**WHAT IS BEING ASKED**
Nothing but the pictures should be dropped when the records are transcribed word for word.

**DATA SUPPLIED**
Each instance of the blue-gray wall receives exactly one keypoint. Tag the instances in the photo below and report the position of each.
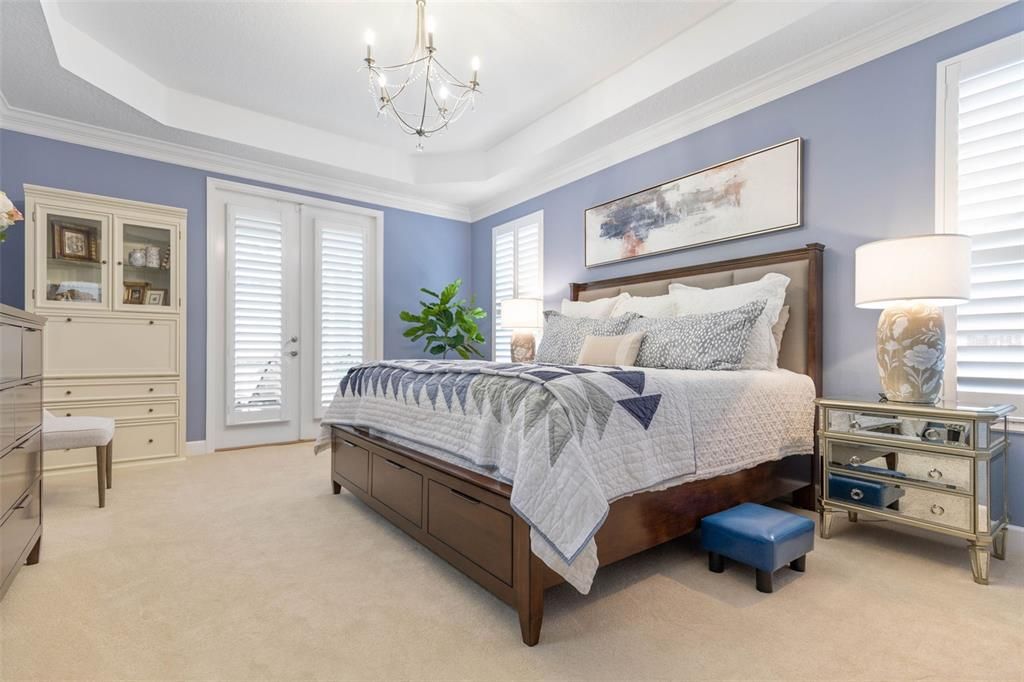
(868, 174)
(419, 250)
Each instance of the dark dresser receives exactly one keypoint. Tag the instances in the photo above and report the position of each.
(20, 441)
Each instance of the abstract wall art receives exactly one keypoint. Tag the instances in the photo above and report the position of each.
(756, 193)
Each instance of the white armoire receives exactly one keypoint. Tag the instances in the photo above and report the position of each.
(109, 274)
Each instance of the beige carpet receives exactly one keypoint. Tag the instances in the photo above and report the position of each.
(243, 565)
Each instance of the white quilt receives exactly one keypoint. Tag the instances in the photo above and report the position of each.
(570, 440)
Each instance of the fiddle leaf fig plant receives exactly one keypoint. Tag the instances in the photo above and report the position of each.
(445, 325)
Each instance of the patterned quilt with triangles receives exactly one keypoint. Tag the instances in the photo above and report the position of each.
(568, 438)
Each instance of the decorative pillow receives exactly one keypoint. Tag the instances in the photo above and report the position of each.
(610, 349)
(762, 351)
(705, 341)
(563, 336)
(598, 309)
(648, 306)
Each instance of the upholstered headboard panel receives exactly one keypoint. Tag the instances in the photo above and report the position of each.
(801, 350)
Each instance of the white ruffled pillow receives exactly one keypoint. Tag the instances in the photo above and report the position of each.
(597, 309)
(762, 350)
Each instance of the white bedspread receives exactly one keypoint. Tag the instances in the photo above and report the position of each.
(707, 424)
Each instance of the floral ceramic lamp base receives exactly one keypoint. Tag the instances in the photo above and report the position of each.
(911, 349)
(523, 347)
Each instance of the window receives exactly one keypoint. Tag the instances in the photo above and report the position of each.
(980, 193)
(517, 267)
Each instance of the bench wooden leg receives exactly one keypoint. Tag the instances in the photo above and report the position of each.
(101, 474)
(764, 581)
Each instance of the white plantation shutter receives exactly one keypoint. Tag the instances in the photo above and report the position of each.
(984, 122)
(255, 312)
(342, 304)
(518, 272)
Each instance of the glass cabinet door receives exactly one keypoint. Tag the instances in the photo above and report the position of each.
(145, 262)
(73, 249)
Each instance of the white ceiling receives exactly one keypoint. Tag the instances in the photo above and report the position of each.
(568, 87)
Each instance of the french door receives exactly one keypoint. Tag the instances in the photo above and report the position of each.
(298, 304)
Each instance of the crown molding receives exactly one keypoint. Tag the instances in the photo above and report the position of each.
(910, 27)
(65, 130)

**TASK OUTPUT**
Each instance of the blue-gray wall receives exactly one keypoint. Tag the instances in the photo below and report the position of each.
(868, 174)
(419, 250)
Each instance of the dark dresser receives exactly one keypoint. Tag the instances in the photo above and report the position of each.
(20, 441)
Each instance of the abstract wall art receives exactly one keypoint. Tag the instances in the photo above and report the position of each.
(756, 193)
Each instance of the white armoire receives exactly one keypoint. Tag the instances in the photo above and report the position of each.
(109, 274)
Each instance of the beige carpet receives exactly one keypoint. Tag the instances in the photo above and report the position of each.
(243, 565)
Each instance of the white quilt receives exactly one keypoint. Tag the instances in the photo above and report the position of each.
(570, 440)
Each instance of the fiddle leaf fig plant receives exactly one keypoint. Tag the instances in the photo above and report the position of each.
(445, 325)
Each instance of the patterned quilt with triangles receives exactly one keypoint. Tag the instances in the photo above and report the position of each.
(568, 438)
Each instance of the decorative pillow receives exactly one keypoint. Tag the instances in the photo above and report the position of each.
(610, 349)
(762, 351)
(705, 341)
(563, 336)
(598, 309)
(648, 306)
Each instance of the upholstered headboard panel receives exactly one keypoint. Tag the instances in the photo above and report the position of each.
(801, 350)
Each instance of the white ruffled pillow receives exactly one keypoint. Tag the instances in the photo above and report the position of each.
(597, 309)
(762, 350)
Each instance of the white bedspread receives exactly one keypoint. Tag the instances in the photo above and report the position of each.
(707, 424)
Each instance of the floral ceramic lamp base receives exactly one keypoint. Tag the instances in the photo above and report the position of each.
(911, 349)
(523, 347)
Each instance of the window receives exactly one keypoint. Tag the instances in the photo above and report the position of each.
(980, 193)
(517, 267)
Each instance of the bench wooden leg receives exactly one keypoint. Tag the instances in the photo above and report the position of each.
(101, 474)
(764, 581)
Each instance of the white plantation shutter receives exactly one keypoint. Tag the instances in the photo above and report the position of each.
(984, 122)
(255, 312)
(342, 304)
(518, 272)
Each instance of the glass cabinet door receives exactly one keypoint. Tag the instances in the photo above and report the position of each.
(145, 262)
(73, 249)
Each instance of the white ceiling receives exactly one keypoint. Tag the instances in the photo above and report the position of each.
(568, 87)
Each instance of the french door receives exactly one keypoint. Tag the instances in the photo above and report the position of each.
(298, 304)
Each instance of the crown molding receives exactly one keypoint. Tag the instances in the photo above and report the position of each.
(910, 27)
(65, 130)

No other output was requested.